**Verilen görev 1**
Aşağıdaki kayıtlarda "background" kelimesini içeren satırların tamamını bana gösterir misin?

——

Ana içeriğe atla

Ostpolitik Stratejisi

  Almanca Doğu politikası demektir. Soğuk Savaş Döneminde Federal Almanya dış politikasında; sosyal demokrat Willy Brandt'ın şansölye seçilmesi ile birlikte Hallstein politikasını tamamen terk edip, Doğu bloğunda olan ülkeler ile yumuşama ve diyalog dönemini başlattığı politikaya verilen addır.



  Federal Almanya'nın (Batı Almanya-Almanca: Bundesrepublik Deutschland)  ilk şansölyesi (Başbakan) Adenauer döneminde (1949-1963) Batı Almanya, Transatlantikçi (Batıcı) politikalar ile Doğu Bloğu ve Sovyetler karşısındaki grupta yer aldı. Avrupalılaşma ve Batı Avrupa ile Avrupa Ekonomik Topluluğu, Avrupa Kömür ve Çelik Topluluğu bağlamında birleşme sürecinde Doğu Almanya'ya ve onu tanıyanlara karşı Hallstein Politikası uyguladı. Bu politika Batı Alman dış politikasının hareket alanını daralttı. 1960lı yılların ortalarından itibaren bu politika yumuşatıldı. Brandt'ın şansölye olması (1969-1974) ile birlikte  Doğu Almanya'yı tanıyan ülkelerle bile ilişkilerin kesilmesini temele alan Hallstein doktrininden tamamen vazgeçildi. Doğu Politikası (Ostpolitik) ilkesi ile hareket edildi. Sabırla, küçük adımlarla bu politik ilke başarı ile uygulandı.

——

**Verilen görev 2**
Ostpolitik metninde parantez içinde hangi yıllar veriliyor? Hepsini listeleyin.

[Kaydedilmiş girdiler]

——

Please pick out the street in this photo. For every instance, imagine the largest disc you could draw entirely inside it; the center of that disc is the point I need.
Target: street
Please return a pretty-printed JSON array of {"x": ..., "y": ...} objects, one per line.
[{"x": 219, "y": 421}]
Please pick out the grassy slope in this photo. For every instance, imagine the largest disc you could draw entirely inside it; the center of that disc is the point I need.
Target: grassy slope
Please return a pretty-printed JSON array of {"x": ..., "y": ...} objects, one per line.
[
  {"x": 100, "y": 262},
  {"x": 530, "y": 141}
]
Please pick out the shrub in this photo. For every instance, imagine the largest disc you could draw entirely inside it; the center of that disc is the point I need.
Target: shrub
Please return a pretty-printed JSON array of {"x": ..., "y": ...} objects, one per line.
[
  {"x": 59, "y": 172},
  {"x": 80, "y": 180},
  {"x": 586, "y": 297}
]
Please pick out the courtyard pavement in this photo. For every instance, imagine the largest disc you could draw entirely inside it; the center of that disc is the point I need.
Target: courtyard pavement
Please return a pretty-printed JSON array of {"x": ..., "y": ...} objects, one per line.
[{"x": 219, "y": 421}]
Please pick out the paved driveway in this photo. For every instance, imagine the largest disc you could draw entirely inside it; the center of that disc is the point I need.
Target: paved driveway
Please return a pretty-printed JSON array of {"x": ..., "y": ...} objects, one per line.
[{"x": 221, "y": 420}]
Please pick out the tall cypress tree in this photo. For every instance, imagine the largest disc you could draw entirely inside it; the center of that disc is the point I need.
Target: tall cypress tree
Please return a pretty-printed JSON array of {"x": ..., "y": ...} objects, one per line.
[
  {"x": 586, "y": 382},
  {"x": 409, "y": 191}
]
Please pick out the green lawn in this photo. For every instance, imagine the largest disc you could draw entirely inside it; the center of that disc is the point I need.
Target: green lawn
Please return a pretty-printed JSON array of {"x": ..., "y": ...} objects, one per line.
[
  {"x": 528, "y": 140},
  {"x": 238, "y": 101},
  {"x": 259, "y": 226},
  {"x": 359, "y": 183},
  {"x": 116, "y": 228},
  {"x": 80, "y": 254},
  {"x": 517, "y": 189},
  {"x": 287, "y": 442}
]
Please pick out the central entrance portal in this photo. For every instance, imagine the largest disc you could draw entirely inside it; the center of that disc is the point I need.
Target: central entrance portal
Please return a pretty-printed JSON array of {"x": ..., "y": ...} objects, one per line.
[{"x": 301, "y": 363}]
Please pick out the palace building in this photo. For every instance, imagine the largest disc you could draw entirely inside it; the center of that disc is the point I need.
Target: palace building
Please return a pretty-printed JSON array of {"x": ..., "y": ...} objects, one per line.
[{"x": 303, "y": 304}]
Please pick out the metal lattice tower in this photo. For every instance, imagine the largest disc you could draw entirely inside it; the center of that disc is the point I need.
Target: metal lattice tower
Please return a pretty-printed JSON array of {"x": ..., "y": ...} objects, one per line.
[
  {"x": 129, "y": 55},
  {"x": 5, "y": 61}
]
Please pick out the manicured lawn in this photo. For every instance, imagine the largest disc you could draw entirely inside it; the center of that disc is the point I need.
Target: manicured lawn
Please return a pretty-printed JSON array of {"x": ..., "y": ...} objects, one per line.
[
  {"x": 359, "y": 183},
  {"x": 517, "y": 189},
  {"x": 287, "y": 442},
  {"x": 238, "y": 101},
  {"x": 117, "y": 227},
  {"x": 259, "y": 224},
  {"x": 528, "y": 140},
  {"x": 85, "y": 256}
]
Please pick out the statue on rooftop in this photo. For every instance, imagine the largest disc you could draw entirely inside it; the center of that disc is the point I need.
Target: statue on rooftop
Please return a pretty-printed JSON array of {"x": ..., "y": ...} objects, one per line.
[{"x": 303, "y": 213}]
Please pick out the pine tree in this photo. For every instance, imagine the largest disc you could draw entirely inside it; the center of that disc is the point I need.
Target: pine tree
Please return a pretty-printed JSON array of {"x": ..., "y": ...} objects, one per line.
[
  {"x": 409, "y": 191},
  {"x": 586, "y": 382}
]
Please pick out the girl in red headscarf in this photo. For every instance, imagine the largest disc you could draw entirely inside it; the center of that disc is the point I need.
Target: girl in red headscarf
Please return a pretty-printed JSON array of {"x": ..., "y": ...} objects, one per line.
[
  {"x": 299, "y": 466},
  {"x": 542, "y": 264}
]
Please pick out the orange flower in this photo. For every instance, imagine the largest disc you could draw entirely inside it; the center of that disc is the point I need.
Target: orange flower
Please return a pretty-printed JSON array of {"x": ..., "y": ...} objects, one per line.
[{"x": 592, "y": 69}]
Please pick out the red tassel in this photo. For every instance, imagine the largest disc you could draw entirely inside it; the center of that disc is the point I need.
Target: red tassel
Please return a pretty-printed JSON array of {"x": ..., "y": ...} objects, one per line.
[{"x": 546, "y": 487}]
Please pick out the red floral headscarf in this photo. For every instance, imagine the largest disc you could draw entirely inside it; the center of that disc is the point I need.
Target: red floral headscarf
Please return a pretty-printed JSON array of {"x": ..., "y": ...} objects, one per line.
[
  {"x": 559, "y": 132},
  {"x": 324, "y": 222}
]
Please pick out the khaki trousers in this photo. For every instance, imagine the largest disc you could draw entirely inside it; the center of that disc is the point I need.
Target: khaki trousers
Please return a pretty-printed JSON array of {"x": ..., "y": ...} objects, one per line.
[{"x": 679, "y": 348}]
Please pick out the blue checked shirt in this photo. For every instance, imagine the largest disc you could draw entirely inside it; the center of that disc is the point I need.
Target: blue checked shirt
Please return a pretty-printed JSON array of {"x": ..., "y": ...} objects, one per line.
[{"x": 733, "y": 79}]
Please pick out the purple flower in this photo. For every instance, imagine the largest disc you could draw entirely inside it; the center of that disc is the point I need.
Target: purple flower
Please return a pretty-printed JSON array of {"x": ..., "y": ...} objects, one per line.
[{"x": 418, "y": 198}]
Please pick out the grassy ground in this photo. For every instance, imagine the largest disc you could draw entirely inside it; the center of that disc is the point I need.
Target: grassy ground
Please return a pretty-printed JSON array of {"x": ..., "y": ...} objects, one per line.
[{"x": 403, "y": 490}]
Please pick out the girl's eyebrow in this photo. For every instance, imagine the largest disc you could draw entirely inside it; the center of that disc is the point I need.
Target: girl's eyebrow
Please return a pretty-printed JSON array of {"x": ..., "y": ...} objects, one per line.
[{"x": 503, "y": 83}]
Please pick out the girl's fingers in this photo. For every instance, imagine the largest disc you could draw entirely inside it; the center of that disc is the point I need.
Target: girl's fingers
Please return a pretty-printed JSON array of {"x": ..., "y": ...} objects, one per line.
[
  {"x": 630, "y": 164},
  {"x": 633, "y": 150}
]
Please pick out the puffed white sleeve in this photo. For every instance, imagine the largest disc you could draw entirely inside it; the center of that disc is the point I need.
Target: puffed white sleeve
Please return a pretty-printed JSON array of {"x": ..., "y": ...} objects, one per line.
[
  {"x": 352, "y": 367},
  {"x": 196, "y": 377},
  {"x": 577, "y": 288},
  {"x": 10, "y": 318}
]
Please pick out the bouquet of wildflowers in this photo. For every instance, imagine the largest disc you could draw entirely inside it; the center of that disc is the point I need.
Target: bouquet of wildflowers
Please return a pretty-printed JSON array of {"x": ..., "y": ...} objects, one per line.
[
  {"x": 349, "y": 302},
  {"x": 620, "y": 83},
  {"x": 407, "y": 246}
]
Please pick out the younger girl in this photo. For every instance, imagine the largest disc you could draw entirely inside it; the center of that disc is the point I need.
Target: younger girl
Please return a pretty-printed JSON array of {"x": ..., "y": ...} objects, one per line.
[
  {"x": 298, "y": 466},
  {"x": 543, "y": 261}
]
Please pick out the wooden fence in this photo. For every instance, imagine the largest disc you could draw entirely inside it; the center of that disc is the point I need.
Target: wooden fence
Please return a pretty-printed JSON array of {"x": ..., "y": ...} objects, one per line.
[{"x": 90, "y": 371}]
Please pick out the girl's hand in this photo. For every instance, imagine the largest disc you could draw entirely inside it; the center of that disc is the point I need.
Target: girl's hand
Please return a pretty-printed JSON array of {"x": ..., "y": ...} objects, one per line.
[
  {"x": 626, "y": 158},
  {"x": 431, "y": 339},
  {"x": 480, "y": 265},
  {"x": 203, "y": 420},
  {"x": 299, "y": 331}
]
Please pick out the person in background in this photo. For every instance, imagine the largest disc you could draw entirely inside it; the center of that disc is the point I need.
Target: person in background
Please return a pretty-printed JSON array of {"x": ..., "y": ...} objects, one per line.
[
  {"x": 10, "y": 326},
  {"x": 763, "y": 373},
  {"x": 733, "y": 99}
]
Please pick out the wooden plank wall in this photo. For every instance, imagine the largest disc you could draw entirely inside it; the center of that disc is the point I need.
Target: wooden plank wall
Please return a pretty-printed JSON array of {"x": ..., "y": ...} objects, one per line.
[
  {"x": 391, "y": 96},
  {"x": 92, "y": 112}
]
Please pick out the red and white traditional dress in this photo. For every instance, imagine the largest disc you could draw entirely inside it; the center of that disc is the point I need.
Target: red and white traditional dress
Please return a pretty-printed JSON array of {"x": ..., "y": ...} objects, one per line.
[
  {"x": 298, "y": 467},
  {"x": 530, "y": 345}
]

——

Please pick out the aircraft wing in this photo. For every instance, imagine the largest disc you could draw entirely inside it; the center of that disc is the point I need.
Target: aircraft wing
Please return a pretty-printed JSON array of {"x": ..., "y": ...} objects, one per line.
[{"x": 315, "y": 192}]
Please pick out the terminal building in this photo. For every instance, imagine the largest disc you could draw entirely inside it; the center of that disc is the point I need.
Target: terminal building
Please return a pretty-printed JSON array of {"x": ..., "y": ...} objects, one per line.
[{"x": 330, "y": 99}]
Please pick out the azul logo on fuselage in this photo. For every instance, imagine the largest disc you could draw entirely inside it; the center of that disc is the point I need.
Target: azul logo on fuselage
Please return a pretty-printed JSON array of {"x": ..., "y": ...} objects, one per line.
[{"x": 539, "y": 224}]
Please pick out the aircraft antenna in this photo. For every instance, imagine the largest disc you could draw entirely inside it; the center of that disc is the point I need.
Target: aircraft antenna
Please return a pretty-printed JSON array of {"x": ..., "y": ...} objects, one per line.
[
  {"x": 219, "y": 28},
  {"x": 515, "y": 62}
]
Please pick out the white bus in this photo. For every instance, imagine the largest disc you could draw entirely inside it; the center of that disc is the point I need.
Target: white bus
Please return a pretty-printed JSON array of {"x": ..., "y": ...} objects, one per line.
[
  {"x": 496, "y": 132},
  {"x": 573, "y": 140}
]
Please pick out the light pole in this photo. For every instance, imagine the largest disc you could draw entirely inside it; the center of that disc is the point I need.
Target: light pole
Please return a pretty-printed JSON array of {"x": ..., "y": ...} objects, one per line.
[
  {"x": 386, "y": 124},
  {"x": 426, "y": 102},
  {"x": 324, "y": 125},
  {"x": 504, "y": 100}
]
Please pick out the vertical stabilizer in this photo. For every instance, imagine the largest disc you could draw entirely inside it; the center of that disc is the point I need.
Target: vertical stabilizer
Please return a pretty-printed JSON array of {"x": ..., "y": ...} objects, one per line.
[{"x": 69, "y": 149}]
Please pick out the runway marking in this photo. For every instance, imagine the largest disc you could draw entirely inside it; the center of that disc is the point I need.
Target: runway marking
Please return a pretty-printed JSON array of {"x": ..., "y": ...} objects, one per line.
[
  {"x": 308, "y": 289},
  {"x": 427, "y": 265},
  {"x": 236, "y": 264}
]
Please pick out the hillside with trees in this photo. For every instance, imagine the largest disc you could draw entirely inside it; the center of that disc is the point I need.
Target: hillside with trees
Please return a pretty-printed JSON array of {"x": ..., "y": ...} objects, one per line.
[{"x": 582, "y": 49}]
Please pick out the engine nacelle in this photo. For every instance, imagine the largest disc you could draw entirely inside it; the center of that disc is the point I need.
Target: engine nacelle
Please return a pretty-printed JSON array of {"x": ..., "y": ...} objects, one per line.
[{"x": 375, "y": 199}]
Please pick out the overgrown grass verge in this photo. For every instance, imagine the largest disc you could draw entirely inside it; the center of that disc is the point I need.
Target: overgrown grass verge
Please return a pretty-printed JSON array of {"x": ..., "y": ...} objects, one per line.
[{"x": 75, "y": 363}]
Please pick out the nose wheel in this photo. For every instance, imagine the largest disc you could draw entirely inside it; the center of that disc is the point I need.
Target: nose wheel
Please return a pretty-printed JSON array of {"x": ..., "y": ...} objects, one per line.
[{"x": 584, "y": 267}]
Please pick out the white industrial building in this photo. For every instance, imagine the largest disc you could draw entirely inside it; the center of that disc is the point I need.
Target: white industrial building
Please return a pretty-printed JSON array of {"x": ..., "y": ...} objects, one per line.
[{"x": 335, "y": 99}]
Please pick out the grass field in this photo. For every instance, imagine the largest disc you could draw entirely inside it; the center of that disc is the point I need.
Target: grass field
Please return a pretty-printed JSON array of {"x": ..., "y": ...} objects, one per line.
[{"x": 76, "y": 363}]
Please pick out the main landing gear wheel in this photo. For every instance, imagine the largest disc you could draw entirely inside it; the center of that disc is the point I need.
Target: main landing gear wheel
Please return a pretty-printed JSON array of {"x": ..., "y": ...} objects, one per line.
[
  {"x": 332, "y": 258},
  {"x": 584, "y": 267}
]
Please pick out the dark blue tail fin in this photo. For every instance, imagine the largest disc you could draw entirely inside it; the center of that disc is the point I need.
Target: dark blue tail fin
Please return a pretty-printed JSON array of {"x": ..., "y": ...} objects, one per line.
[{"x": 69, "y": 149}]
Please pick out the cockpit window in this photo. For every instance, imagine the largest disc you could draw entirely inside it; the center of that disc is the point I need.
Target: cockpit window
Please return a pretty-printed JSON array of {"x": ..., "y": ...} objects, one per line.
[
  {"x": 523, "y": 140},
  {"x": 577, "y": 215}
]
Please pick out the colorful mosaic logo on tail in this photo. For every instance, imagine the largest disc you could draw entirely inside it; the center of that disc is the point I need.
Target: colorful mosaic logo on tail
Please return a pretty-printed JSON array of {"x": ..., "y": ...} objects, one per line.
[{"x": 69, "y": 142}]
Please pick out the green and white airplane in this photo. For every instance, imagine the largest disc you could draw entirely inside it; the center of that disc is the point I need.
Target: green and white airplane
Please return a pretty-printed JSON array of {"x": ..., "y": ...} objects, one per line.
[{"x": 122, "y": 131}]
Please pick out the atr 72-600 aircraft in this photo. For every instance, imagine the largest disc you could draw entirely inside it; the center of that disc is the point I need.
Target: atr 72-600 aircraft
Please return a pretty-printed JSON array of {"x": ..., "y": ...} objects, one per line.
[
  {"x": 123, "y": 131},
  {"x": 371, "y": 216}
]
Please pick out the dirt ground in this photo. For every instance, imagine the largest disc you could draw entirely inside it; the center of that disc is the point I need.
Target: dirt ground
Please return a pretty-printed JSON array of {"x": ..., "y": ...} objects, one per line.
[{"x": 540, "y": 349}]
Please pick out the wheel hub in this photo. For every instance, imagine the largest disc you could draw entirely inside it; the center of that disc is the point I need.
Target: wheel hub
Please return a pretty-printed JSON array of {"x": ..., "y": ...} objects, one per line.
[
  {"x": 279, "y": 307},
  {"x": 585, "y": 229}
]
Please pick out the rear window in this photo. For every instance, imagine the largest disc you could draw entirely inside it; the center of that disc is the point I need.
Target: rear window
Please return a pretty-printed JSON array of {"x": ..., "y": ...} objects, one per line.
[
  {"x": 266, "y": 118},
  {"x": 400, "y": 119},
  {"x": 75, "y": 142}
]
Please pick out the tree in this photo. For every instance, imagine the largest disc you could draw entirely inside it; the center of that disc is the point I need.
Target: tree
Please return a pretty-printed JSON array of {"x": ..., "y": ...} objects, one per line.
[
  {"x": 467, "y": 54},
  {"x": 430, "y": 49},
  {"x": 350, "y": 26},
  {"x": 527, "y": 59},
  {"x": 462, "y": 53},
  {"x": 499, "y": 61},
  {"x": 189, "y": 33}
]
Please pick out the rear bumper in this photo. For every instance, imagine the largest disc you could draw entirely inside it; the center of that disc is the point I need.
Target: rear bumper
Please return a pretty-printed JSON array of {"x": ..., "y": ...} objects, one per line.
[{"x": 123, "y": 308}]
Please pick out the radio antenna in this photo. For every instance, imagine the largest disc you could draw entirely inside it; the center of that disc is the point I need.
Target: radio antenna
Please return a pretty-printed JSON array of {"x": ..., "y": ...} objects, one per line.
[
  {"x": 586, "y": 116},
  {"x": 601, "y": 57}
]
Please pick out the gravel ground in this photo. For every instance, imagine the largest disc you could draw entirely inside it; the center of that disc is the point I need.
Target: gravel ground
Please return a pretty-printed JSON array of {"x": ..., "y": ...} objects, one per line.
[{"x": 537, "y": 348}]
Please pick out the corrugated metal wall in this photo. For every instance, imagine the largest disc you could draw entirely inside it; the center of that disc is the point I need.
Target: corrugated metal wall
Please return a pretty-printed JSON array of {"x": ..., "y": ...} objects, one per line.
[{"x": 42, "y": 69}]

——

**Eksiksiz yanıt 1**
Please pick out the person in background in this photo. For every instance, imagine the largest disc you could draw entirely inside it; the center of that disc is the point I need.
Target: person in background

**Eksiksiz yanıt 2**
1949
1963
1969
1974